[Exercise directions] Reproduce the top of the data verbatim, through and including the line that contains "What bounding box corresponds to the silver".

[Dataset records]
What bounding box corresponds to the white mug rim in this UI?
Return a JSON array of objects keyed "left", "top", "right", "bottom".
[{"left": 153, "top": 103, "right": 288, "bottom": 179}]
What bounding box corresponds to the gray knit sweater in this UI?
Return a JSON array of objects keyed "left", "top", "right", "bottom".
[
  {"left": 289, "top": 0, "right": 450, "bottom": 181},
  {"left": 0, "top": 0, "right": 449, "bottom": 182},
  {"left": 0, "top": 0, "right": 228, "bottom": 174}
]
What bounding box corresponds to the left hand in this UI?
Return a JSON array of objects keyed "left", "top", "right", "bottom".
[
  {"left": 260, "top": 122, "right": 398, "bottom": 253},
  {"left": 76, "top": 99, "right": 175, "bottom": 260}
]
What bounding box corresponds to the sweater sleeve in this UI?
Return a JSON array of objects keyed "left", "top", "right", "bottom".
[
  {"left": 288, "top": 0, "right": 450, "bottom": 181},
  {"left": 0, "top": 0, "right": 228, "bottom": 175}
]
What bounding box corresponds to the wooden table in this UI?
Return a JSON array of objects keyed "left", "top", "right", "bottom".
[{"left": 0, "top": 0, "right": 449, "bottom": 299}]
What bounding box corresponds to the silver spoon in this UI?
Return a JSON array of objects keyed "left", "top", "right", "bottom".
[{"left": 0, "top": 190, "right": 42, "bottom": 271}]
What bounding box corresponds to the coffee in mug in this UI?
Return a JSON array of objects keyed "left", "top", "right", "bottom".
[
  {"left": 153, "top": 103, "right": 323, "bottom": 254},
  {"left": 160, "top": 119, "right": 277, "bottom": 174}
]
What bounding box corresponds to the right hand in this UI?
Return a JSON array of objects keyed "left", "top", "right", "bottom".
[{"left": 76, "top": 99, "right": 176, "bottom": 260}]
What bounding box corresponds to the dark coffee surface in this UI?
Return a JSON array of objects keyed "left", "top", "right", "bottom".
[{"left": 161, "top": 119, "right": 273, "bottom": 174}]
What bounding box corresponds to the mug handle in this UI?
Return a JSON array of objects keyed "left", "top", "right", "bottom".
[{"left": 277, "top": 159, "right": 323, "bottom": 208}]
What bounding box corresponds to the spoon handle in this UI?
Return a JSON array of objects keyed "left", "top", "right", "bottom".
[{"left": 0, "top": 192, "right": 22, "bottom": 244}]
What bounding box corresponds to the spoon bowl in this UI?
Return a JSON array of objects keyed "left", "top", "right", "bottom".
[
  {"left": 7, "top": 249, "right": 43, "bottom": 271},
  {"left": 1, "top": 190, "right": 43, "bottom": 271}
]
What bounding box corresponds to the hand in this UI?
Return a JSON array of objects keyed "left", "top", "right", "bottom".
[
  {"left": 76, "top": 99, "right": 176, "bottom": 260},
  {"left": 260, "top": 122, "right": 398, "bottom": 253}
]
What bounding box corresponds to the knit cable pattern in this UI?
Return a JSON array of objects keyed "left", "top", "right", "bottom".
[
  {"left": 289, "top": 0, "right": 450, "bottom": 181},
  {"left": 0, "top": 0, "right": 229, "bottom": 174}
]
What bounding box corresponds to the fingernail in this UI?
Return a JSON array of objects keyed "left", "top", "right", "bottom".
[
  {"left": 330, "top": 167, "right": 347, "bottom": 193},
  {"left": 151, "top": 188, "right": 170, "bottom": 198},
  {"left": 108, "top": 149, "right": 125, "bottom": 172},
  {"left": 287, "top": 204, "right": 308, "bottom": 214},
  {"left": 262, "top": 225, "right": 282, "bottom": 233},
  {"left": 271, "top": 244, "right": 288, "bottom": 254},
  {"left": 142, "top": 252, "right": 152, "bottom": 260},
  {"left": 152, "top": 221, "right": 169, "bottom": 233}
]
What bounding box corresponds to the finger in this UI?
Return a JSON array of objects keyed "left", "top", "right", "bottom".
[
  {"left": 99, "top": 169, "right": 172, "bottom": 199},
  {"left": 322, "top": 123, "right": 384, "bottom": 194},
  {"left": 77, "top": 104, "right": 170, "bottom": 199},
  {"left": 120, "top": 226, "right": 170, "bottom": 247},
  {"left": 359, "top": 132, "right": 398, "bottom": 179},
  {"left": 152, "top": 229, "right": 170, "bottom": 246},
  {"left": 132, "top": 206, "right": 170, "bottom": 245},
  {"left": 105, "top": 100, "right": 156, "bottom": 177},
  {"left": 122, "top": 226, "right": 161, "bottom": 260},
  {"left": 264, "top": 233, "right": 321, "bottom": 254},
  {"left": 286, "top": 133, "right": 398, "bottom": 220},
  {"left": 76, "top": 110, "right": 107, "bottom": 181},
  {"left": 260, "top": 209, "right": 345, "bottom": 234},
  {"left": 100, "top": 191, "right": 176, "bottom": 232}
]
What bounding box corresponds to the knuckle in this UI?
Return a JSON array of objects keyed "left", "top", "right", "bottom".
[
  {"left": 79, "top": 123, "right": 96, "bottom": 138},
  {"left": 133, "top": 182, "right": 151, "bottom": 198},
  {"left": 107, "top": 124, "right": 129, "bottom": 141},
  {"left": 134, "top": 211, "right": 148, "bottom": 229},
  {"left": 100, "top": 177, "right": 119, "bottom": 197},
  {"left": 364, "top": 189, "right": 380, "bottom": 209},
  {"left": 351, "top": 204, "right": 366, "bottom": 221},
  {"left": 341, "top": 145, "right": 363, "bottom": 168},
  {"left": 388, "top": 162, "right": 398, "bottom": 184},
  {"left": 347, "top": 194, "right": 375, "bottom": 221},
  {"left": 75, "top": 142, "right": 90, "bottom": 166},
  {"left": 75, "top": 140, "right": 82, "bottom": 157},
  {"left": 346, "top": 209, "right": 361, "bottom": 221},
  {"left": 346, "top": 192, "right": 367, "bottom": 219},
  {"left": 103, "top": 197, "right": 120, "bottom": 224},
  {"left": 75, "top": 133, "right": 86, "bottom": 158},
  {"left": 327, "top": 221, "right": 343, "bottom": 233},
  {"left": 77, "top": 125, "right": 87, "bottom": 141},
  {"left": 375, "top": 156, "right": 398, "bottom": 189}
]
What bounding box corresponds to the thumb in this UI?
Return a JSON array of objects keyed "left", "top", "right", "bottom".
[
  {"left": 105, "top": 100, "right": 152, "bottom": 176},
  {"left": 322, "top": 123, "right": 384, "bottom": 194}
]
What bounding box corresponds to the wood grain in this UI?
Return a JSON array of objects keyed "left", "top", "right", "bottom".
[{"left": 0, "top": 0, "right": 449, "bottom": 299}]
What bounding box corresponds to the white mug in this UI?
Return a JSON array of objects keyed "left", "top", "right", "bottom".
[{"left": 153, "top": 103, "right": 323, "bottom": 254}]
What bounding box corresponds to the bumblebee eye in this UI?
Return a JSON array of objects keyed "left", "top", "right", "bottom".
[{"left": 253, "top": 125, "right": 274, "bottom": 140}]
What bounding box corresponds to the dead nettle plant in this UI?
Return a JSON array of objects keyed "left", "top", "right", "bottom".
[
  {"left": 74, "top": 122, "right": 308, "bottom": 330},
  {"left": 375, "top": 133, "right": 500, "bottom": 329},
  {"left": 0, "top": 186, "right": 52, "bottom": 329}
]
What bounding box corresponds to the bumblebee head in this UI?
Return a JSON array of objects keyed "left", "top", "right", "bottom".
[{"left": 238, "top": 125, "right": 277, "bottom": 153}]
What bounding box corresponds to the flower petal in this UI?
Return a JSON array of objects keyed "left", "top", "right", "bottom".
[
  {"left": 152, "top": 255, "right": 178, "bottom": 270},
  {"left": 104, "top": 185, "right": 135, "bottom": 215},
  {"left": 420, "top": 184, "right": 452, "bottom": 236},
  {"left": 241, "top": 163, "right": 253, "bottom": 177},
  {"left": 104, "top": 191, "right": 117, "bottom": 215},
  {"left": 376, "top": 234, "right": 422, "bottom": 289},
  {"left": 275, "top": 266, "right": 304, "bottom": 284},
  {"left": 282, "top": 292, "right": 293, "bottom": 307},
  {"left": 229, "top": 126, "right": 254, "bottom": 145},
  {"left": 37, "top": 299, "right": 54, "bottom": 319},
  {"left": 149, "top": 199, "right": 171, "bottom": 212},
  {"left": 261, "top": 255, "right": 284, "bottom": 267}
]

[Final answer]
What bounding box corresponds to the white mug rim in this UI?
Return a JSON array of objects keyed "left", "top", "right", "bottom".
[{"left": 153, "top": 103, "right": 288, "bottom": 179}]
What bounding box corresponds to the gray knit sweater in this UI?
Return a JSON array of objects keyed "left", "top", "right", "bottom".
[
  {"left": 289, "top": 0, "right": 450, "bottom": 181},
  {"left": 0, "top": 0, "right": 449, "bottom": 182},
  {"left": 0, "top": 0, "right": 228, "bottom": 174}
]
What bounding box corresponds to the left hand in this UI?
Return a JSON array of objects keyed "left", "top", "right", "bottom".
[
  {"left": 260, "top": 122, "right": 398, "bottom": 253},
  {"left": 76, "top": 99, "right": 175, "bottom": 260}
]
What bounding box corresponds to the sweater sleeve in this UI?
Return a JSON array of objects keyed "left", "top", "right", "bottom".
[
  {"left": 288, "top": 0, "right": 450, "bottom": 181},
  {"left": 0, "top": 0, "right": 228, "bottom": 175}
]
What bounding box corresponds to the wooden table in this UI?
Return a JSON array of objects keyed "left", "top", "right", "bottom".
[{"left": 0, "top": 0, "right": 449, "bottom": 299}]
What bounding box corresponds to the silver spoon in this UI?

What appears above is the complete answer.